What is required: Could you copy the rows below with every "outline" swapped for "trace" and everything else unchanged?
------ The data ------
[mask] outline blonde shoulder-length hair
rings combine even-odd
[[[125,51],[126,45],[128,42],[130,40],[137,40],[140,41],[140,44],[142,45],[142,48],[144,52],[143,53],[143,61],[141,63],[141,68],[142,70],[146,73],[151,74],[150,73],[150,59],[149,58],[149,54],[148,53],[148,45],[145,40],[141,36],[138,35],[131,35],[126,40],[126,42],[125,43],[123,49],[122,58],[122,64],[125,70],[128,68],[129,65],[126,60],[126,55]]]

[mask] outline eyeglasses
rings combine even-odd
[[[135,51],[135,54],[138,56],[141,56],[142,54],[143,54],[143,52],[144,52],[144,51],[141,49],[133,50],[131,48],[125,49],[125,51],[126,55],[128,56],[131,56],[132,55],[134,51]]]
------
Written solution:
[mask] trace blonde shoulder-length hair
rings combine even-odd
[[[125,51],[126,45],[128,42],[130,40],[137,40],[140,41],[140,44],[142,45],[142,48],[144,52],[143,53],[143,61],[141,63],[141,68],[142,70],[146,73],[151,74],[150,73],[150,59],[149,58],[149,54],[148,53],[148,45],[145,40],[141,36],[138,35],[131,35],[126,40],[126,42],[125,43],[123,49],[122,58],[122,64],[125,70],[128,68],[129,65],[126,60],[126,55]]]

[mask] trace eyeglasses
rings combine even-odd
[[[135,51],[135,54],[138,56],[141,56],[142,54],[143,54],[143,52],[144,52],[144,51],[141,49],[133,50],[131,48],[125,49],[125,51],[126,55],[128,56],[131,56],[132,55],[134,51]]]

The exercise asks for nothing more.